(INPUT DATA)
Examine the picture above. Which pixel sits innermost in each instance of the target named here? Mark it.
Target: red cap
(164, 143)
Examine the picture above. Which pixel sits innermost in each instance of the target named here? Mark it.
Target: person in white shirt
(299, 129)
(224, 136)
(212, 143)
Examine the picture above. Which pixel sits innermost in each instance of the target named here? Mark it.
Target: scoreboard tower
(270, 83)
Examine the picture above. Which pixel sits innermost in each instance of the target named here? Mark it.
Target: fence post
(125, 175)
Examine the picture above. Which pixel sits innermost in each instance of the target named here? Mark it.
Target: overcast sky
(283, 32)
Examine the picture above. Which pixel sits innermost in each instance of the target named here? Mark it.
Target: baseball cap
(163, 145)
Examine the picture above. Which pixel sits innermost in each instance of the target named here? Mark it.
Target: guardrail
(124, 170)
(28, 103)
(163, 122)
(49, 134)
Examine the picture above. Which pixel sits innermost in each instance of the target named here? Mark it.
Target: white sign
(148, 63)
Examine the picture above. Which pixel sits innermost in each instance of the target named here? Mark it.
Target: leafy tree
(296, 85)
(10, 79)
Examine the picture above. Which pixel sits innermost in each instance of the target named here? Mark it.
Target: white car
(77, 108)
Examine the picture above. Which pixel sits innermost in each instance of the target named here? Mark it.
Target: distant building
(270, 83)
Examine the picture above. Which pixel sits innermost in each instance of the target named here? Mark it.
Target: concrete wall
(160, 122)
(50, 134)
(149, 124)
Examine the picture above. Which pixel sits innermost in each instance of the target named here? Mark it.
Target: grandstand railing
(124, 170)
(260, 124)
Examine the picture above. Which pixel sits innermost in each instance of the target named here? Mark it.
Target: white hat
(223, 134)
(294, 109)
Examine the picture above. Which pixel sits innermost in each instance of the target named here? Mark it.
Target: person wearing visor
(End INPUT DATA)
* **EXERCISE**
Give back the lines of the listing from the one with "Target: scoreboard tower" through the end, both included, exactly as written and with nothing added.

* **EXPECTED ANSWER**
Target: scoreboard tower
(270, 83)
Examine the picture above. Which pixel sits innermost in each instance of the target named here? Mark it.
Target: fence post
(125, 175)
Examine the picture above. Which pixel sits innermost in each instance of the target named here? Mark it.
Target: overcast sky
(283, 32)
Examine the picture above. Which pixel sits innermost in each instance of the target named here? Mark it.
Target: baseball cap
(163, 145)
Examine the picture above. Which pixel sits innermost in each instance of the target named here? Mark it.
Target: guardrail
(124, 170)
(28, 103)
(163, 122)
(49, 134)
Examine the picture above. Which pixel sits innermost in each instance of the target named here? Mark it.
Target: white sign
(148, 63)
Examine the picture above. Which pixel sits innermost in each instance of the target named here? Mark it.
Target: leafy tree
(296, 85)
(10, 79)
Examine the picture above. Which pixel sits innermost in each instance of the target named here? Mark it.
Target: white car
(77, 108)
Examine the picture above. Which pixel sits innermost in each instance of the target named here? Mark it.
Target: distant building
(270, 83)
Examine the picture above. Which pixel sits innermost in each instance of the target named here? Mark it.
Target: concrete wall
(160, 122)
(50, 134)
(149, 124)
Examine the picture above. Which pixel sits innermost in each instance of the target named here? Mark it.
Target: grandstand railing
(124, 170)
(260, 124)
Examine the picture above. Which pixel sits innermost in each instance of the target named here? Mark it.
Target: white hat
(223, 134)
(294, 109)
Examine the picture above. Which pixel sits innermost in each instance of the target named here? Mark it.
Target: person wearing visor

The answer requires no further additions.